* _Supplied data_
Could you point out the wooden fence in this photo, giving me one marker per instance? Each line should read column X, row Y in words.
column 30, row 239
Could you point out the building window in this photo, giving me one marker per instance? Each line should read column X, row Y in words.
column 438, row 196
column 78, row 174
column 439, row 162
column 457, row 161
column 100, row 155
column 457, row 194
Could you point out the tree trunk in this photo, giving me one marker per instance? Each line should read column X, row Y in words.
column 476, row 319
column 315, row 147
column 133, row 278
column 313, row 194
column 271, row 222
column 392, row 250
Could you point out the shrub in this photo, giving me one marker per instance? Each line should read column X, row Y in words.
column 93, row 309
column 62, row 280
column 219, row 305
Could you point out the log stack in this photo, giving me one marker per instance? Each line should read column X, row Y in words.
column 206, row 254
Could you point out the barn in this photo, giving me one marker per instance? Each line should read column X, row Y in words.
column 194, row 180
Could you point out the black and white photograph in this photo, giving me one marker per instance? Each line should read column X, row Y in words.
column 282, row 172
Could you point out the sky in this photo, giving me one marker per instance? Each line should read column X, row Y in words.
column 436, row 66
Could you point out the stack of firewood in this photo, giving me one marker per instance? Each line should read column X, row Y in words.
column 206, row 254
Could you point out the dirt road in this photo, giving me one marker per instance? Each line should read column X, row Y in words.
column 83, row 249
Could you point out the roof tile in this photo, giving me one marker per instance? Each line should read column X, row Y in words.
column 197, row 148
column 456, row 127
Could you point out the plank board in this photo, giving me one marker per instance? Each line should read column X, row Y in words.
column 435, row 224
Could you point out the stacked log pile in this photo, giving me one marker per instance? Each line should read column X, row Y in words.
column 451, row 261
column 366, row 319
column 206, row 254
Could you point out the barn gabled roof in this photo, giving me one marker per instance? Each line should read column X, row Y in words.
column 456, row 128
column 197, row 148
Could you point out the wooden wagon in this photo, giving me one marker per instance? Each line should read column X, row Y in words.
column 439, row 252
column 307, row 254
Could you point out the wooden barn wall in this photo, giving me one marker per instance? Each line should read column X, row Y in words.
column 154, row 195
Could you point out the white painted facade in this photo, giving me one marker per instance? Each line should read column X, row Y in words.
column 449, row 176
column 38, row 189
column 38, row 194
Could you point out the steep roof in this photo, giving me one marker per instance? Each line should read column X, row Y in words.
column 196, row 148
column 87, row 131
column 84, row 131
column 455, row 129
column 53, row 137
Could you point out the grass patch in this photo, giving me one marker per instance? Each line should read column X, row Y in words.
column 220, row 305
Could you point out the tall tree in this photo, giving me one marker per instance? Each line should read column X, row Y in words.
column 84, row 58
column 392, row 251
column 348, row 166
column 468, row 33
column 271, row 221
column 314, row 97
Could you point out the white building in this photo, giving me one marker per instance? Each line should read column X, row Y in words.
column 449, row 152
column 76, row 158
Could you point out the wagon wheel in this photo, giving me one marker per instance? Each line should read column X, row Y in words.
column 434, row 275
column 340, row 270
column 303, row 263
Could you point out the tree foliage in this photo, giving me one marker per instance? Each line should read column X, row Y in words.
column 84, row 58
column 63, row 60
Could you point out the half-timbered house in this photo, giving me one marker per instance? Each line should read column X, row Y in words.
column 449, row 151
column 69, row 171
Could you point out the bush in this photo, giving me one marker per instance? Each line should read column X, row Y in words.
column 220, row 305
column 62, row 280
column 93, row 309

* _Set task_
Return, with no changes, the lines of the records above starting at the line containing "Could you point out the roof" and ending at the line containing "column 435, row 224", including both of those lines.

* _Result_
Could you point out the roof tile in this photo, giving me one marker per instance? Each line should read column X, row Y in words.
column 197, row 148
column 456, row 127
Could you point out the plank board in this photo, giving me one marker per instance? Each line should read column X, row Y in words.
column 435, row 224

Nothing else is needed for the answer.